Given task 1: Rewrite the paragraph in the operator overloading page that begins "When an operator like + has been overloaded" as a short list that keeps its main facts.

Source extract:
---------------
For full text search please use the '?' prefix. e.g. ? Onboarding

Operator Overloading

Operator Overloading

Related:

If you have 2 integers and you add them with + then you used the + operator. If you want to add 2 private data members that are part of a class that are comprised of multiple parts, the + operator is not able to handle this unless we overload it:

TimeHrMn time1(3, 22);
TimeHrMn time2(2, 50);
TimeHrMn timeTot;

timeTot = time1 + time2;
timeTot.Print();

//#> H:5, M:72

The + operator was somehow redefined to add TimeHrMn objects' hours and minutes fields separately (3 + 2 is 5, 22 + 50 is 72), leading to simple readable code. . Although + requires left and right operands as in time1 + time2, the member function only requires the right operand (rhs: right-hand-side) as the parameter, because the left operand is the calling object. In other words, time1 + time2 is equivalent to the function call time1.operator+(time2), which is valid syntax but almost never used.


#include <iostream>
using namespace std;

class TimeHrMn {
public:
   TimeHrMn(int timeHours = 0, int timeMinutes = 0);
   void Print() const;
   TimeHrMn operator+(TimeHrMn rhs) ; // Overloaded `+` operator
private:
   int hours;
   int minutes;
};

// Overload + operator for TimeHrMn
TimeHrMn TimeHrMn::operator+(TimeHrMn rhs) { // Definition of overload
   TimeHrMn timeTotal;
   
   timeTotal.hours   = hours   + rhs.hours;
   timeTotal.minutes = minutes + rhs.minutes;
   
   return timeTotal;
}

TimeHrMn::TimeHrMn(int timeHours, int timeMinutes) {
   hours  = timeHours;
   minutes = timeMinutes;
   
   return;
}

void TimeHrMn::Print() const {
   cout << "H:" << hours << ", " << "M:" << minutes << endl;
   
   return;
}

int main() {
   TimeHrMn time1(3, 22);
   TimeHrMn time2(2, 50);
   TimeHrMn timeTot;
   
   timeTot = time1 + time2; // Implementation of overloaded operator
   timeTot.Print();
   
   return 0;
}

When an operator like + has been overloaded, the compiler determines which + operation to invoke based on the operand types. In 4 + 9, the compiler sees two integer operands and thus applies the built-in + operation. In time1 + time2, where time1 and time2 are TimeHrMn objects, the compiler sees two TimeHrMn operands and thus invokes the programmer-defined function. . A programmer can define several functions that overload the same operator, as long as each involves different types so that the compiler can determine which to invoke.
---------------
Given task 2: Pull out every line in the entries below that contains the string "tree", matching case exactly, and copy each line in full.

Data provided:
---------------
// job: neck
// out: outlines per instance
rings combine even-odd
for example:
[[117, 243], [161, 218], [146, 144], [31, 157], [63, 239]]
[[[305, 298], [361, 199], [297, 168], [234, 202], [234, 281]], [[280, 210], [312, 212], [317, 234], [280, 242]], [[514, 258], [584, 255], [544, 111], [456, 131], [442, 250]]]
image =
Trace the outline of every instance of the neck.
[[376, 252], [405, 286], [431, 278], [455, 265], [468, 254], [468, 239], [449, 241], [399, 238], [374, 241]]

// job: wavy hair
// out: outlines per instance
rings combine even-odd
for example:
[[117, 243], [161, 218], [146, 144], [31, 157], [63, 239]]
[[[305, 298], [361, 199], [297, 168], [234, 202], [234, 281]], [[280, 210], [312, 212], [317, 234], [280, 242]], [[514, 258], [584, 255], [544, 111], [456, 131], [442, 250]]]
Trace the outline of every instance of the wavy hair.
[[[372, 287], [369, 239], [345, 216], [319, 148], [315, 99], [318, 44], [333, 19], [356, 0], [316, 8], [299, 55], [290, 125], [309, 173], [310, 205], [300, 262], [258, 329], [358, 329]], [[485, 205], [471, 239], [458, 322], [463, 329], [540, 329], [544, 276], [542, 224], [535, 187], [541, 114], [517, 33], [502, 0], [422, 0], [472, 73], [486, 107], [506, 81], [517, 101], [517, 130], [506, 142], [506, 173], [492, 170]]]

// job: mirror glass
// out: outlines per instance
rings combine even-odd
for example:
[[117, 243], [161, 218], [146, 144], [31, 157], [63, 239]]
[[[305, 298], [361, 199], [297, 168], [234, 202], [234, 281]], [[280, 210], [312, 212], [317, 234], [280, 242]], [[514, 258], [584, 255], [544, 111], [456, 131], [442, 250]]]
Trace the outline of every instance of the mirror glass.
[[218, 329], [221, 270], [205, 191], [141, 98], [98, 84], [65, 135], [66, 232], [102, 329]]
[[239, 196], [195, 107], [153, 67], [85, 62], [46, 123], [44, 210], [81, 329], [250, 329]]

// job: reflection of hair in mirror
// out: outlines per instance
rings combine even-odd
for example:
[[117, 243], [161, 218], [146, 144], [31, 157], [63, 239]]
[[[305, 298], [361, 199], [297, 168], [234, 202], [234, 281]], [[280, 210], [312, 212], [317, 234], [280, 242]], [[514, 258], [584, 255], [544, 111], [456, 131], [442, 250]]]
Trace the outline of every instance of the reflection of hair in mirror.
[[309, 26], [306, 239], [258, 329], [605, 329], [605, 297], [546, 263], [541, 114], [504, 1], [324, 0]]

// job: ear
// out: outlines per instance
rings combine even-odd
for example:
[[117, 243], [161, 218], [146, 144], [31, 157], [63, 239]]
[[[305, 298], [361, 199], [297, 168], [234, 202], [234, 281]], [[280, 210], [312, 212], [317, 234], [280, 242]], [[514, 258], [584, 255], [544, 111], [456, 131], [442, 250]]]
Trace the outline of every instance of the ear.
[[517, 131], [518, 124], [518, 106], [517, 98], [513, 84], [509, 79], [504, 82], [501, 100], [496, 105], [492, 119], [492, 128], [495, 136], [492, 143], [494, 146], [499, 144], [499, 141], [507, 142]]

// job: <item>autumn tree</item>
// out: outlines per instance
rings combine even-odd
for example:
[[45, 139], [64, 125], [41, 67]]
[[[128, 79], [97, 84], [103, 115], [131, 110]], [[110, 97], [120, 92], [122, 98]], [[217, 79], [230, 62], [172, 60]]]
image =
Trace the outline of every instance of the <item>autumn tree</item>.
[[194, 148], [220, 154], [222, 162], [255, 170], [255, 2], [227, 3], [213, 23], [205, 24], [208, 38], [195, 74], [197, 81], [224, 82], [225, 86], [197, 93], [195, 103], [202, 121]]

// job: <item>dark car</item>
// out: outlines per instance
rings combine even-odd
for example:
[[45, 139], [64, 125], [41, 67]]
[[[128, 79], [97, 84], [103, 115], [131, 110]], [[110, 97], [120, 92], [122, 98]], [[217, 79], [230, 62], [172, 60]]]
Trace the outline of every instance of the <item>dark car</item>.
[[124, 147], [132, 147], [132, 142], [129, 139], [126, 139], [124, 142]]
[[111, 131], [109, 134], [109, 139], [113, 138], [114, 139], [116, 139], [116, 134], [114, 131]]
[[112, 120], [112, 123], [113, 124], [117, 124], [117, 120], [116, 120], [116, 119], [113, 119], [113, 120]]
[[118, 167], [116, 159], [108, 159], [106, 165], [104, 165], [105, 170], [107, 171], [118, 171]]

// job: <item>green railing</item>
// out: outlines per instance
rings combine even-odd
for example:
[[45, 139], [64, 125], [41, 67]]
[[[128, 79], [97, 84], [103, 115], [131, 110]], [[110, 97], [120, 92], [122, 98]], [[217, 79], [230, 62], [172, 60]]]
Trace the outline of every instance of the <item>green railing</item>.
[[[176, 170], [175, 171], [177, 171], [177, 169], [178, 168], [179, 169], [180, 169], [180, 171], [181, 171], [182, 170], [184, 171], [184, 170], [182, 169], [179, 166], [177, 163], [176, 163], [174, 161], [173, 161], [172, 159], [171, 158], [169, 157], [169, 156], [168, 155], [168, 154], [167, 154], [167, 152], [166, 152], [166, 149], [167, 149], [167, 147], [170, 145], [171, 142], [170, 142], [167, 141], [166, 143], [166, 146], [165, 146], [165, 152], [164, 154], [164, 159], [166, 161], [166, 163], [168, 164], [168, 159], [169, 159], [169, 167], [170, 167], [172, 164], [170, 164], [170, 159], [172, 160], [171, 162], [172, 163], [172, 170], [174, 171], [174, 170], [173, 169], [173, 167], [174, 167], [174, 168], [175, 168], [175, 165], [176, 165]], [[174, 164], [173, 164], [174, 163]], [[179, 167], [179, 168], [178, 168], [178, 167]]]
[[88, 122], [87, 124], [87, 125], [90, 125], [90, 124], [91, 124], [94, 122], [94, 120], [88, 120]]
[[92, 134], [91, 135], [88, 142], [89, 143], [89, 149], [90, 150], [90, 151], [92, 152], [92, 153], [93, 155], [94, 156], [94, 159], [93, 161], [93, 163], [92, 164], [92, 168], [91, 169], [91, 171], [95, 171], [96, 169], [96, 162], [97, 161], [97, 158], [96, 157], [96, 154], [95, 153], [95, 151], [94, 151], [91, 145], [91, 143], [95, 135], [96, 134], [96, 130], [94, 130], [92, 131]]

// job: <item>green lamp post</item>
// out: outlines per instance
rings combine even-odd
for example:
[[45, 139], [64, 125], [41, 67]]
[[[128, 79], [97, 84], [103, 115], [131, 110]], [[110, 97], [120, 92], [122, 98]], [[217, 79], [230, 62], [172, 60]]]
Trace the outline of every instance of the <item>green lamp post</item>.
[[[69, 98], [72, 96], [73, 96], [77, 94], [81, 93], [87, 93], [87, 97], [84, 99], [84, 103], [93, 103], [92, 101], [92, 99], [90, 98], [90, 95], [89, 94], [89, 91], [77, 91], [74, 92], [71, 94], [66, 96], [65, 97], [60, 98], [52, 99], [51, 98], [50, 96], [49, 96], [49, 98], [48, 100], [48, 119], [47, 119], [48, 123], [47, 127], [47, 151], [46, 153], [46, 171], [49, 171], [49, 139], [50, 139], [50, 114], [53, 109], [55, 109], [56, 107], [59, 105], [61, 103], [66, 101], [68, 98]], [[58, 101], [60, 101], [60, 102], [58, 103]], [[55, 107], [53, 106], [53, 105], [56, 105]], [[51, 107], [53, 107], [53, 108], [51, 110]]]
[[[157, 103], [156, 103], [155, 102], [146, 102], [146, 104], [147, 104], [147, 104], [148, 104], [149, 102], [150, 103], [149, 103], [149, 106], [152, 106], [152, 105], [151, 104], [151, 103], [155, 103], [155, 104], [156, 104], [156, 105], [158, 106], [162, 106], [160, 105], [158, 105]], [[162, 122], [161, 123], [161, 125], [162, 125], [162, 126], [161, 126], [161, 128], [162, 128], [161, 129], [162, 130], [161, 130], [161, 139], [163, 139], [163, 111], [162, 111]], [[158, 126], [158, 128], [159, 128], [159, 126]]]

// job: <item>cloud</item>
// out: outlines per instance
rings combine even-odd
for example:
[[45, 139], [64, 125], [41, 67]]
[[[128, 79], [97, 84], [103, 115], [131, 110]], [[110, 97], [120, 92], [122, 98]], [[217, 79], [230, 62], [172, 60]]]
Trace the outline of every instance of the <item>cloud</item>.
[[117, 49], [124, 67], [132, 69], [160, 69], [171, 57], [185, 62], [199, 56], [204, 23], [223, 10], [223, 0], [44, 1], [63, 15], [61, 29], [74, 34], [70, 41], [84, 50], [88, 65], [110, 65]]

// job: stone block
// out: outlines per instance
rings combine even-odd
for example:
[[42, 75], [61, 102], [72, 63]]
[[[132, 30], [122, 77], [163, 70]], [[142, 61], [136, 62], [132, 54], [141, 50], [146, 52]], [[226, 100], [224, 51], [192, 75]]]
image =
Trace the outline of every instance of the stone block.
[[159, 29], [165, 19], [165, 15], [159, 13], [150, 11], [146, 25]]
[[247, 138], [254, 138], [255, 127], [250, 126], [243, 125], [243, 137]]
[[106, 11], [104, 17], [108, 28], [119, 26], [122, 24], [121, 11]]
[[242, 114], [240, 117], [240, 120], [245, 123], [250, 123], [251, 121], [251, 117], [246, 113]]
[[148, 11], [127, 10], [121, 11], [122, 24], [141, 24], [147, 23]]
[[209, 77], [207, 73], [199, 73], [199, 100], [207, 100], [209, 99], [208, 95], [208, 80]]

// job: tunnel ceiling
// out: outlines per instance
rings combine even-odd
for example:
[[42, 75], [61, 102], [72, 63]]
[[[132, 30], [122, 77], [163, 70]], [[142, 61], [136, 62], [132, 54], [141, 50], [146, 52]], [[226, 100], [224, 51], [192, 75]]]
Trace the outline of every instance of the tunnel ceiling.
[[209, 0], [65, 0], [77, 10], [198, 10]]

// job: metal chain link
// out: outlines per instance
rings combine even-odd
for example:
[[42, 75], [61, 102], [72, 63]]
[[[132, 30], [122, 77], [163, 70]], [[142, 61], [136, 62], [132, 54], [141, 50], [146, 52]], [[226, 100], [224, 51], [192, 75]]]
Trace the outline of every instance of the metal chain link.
---------------
Task result 1:
- After + is overloaded, the compiler chooses which + operation to invoke based on the operand types.
- In 4 + 9, it sees two integer operands and applies the built-in + operation.
- In time1 + time2, where both are TimeHrMn objects, it sees two TimeHrMn operands and invokes the programmer-defined function.
- A programmer may define several functions that overload the same operator, provided each involves different types so the compiler can tell which to invoke.

Task result 2:
// job: <item>autumn tree</item>
Trace the outline of every instance of the <item>autumn tree</item>.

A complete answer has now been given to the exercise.